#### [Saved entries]
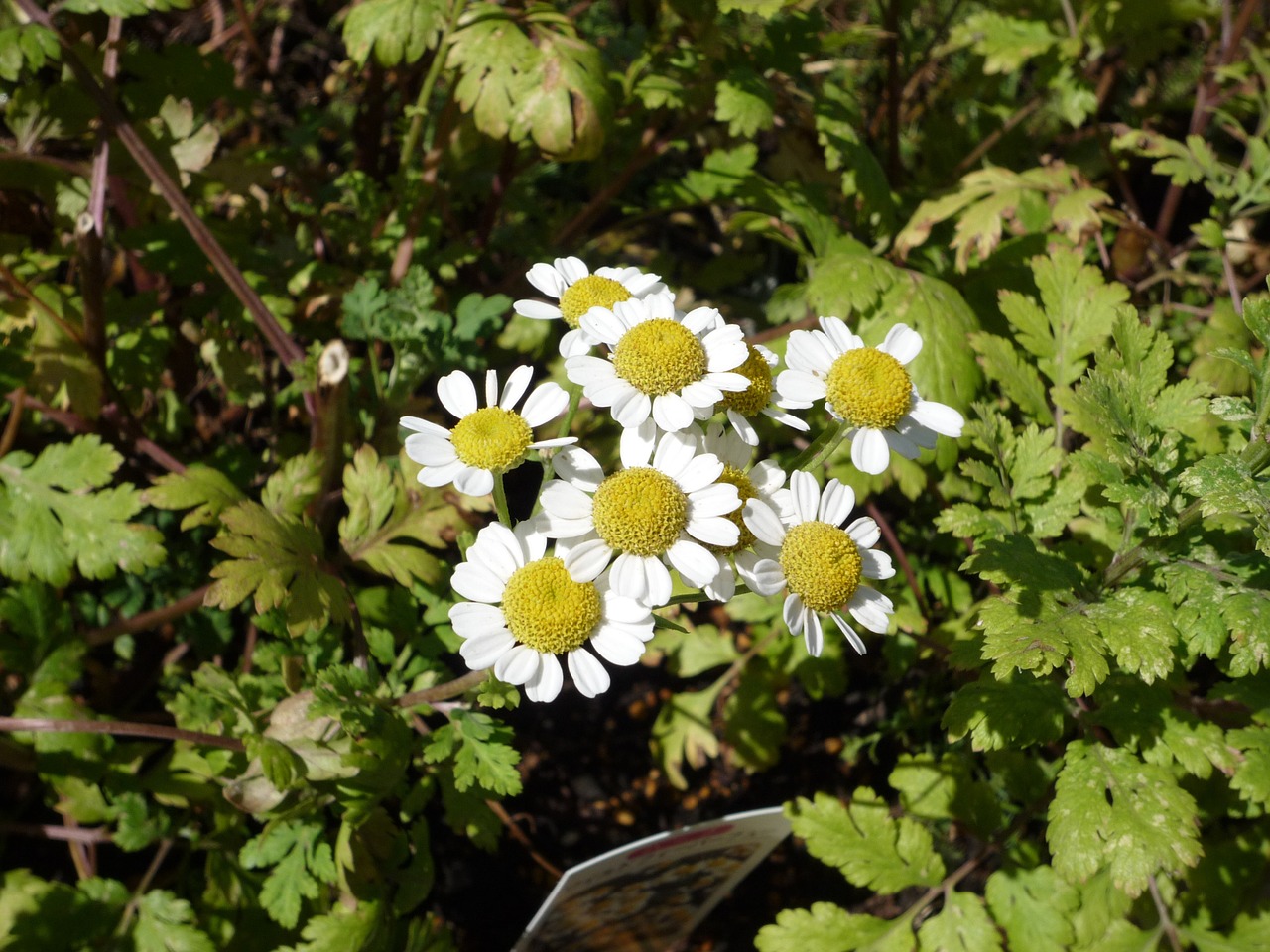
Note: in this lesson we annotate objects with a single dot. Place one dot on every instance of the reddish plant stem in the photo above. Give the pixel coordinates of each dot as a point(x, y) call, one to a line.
point(128, 729)
point(148, 620)
point(287, 349)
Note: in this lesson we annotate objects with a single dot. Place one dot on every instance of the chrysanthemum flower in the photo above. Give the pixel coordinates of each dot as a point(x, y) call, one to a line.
point(661, 363)
point(648, 516)
point(763, 483)
point(485, 440)
point(869, 389)
point(821, 563)
point(526, 610)
point(758, 398)
point(576, 290)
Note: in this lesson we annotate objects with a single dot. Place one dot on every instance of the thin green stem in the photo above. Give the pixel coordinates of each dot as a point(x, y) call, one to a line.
point(504, 515)
point(421, 105)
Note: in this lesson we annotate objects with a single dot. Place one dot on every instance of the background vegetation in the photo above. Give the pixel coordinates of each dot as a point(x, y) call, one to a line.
point(229, 680)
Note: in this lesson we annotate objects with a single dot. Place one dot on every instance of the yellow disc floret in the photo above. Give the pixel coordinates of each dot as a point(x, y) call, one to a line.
point(492, 438)
point(822, 565)
point(869, 389)
point(758, 394)
point(659, 357)
point(592, 291)
point(746, 490)
point(640, 511)
point(549, 611)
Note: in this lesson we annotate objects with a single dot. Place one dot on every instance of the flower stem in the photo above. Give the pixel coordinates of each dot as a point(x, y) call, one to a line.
point(500, 500)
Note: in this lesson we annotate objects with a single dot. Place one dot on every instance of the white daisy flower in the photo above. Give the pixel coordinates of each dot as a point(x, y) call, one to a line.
point(869, 389)
point(661, 363)
point(576, 290)
point(763, 483)
point(648, 515)
point(526, 610)
point(758, 398)
point(486, 440)
point(821, 563)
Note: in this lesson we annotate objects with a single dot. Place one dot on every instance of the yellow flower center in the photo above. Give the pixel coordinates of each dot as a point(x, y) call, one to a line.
point(746, 490)
point(592, 291)
point(758, 394)
point(492, 438)
point(869, 389)
point(549, 611)
point(640, 511)
point(659, 357)
point(822, 565)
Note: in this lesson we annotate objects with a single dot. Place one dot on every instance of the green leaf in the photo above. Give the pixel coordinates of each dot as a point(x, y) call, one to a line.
point(385, 516)
point(1034, 907)
point(961, 925)
point(1006, 715)
point(826, 928)
point(395, 31)
point(207, 490)
point(1109, 810)
point(746, 103)
point(871, 848)
point(55, 522)
point(167, 924)
point(684, 733)
point(280, 558)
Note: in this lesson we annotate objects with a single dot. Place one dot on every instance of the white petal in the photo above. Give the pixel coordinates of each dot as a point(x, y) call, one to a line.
point(870, 452)
point(765, 578)
point(638, 444)
point(865, 532)
point(856, 643)
point(876, 565)
point(699, 472)
point(807, 497)
point(545, 685)
point(441, 475)
point(548, 402)
point(697, 563)
point(793, 613)
point(812, 633)
point(474, 483)
point(717, 499)
point(835, 503)
point(484, 651)
point(714, 530)
point(672, 412)
point(538, 309)
point(547, 280)
point(938, 416)
point(903, 343)
point(472, 620)
point(588, 560)
point(580, 468)
point(803, 388)
point(588, 370)
point(701, 318)
point(457, 394)
point(617, 647)
point(633, 408)
point(658, 579)
point(518, 665)
point(559, 499)
point(762, 521)
point(587, 673)
point(871, 610)
point(430, 449)
point(476, 583)
point(421, 425)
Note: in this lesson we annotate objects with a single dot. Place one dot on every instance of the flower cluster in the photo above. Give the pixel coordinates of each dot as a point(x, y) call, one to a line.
point(581, 576)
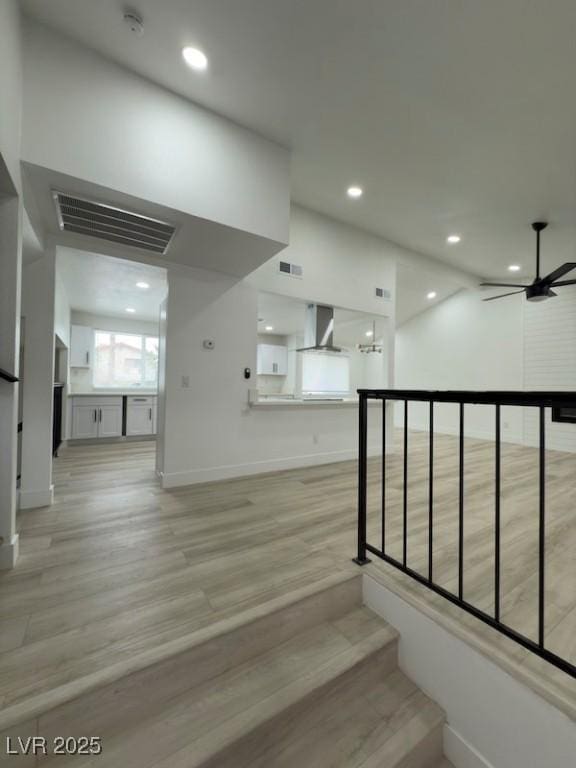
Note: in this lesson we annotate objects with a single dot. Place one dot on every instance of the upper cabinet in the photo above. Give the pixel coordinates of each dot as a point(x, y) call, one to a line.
point(272, 360)
point(81, 346)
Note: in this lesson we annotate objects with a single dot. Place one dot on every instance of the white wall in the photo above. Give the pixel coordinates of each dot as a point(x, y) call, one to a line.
point(464, 343)
point(10, 89)
point(62, 311)
point(38, 309)
point(203, 164)
point(342, 265)
point(493, 721)
point(211, 432)
point(10, 269)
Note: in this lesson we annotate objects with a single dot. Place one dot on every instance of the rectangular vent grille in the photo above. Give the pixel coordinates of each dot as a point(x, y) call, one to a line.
point(294, 270)
point(86, 217)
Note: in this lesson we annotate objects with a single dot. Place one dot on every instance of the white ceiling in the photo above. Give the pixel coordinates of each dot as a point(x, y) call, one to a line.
point(454, 116)
point(412, 289)
point(287, 316)
point(103, 285)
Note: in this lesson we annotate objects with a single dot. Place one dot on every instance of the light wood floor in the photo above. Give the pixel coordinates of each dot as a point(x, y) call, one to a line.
point(117, 565)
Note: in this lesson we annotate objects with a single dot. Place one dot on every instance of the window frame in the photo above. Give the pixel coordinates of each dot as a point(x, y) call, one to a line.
point(143, 341)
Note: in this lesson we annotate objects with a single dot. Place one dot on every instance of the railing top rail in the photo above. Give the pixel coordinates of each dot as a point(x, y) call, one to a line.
point(476, 397)
point(8, 376)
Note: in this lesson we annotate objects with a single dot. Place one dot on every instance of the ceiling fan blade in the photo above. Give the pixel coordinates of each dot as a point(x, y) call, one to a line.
point(563, 282)
point(501, 296)
point(560, 272)
point(504, 285)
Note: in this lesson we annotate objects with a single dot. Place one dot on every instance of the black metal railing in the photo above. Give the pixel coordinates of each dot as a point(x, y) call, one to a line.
point(538, 400)
point(8, 376)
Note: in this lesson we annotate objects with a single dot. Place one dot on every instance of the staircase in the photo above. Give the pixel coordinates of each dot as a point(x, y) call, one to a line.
point(307, 681)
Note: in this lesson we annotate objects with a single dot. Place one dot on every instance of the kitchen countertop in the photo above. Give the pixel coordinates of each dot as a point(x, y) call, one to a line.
point(293, 403)
point(115, 393)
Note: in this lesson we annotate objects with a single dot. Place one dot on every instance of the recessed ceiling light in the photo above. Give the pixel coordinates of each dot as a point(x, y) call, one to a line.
point(195, 58)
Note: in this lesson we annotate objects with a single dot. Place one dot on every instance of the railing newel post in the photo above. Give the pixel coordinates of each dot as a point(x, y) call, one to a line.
point(361, 558)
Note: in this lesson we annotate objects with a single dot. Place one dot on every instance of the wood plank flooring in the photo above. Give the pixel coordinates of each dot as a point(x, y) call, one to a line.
point(118, 565)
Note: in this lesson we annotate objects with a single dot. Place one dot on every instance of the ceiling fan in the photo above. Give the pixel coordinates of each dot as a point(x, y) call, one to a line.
point(541, 287)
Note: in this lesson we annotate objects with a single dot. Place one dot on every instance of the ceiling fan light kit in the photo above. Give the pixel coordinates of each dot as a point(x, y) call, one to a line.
point(541, 287)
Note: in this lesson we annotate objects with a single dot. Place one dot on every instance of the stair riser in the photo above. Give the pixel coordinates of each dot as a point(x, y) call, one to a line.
point(115, 707)
point(427, 753)
point(243, 752)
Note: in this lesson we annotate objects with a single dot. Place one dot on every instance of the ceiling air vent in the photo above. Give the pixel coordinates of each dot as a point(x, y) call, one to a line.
point(294, 270)
point(87, 217)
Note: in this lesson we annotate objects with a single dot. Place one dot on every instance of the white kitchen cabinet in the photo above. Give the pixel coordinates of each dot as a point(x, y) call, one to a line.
point(140, 415)
point(110, 421)
point(272, 360)
point(97, 416)
point(81, 346)
point(84, 422)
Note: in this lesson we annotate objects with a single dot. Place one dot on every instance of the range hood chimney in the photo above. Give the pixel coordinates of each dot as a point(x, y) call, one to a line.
point(319, 329)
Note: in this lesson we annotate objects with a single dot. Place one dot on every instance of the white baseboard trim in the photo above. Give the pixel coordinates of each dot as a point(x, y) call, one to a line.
point(9, 553)
point(34, 498)
point(460, 752)
point(226, 472)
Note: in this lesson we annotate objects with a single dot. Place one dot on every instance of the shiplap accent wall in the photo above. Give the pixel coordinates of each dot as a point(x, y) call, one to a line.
point(550, 361)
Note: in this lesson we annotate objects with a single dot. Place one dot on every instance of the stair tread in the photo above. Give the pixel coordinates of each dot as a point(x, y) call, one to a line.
point(192, 726)
point(347, 728)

#### [What is needed]
Each line from the one containing "of the shiplap" to the end of the records should be echoed exactly, and no other line.

#### [Solution]
Note: in this lesson we annotate objects with a single dot. Place one dot on every instance of the shiplap accent wall in the photo above. Give the pixel coordinates of each dot as a point(x, y) call, one to a line.
point(550, 361)
Note: in this lesson we annotate objects with a single dot. Place one dot on every instance of the stair tread in the photo above. Give the pixel coordinates of each dot as a point(x, y) call, one to a line.
point(192, 726)
point(347, 728)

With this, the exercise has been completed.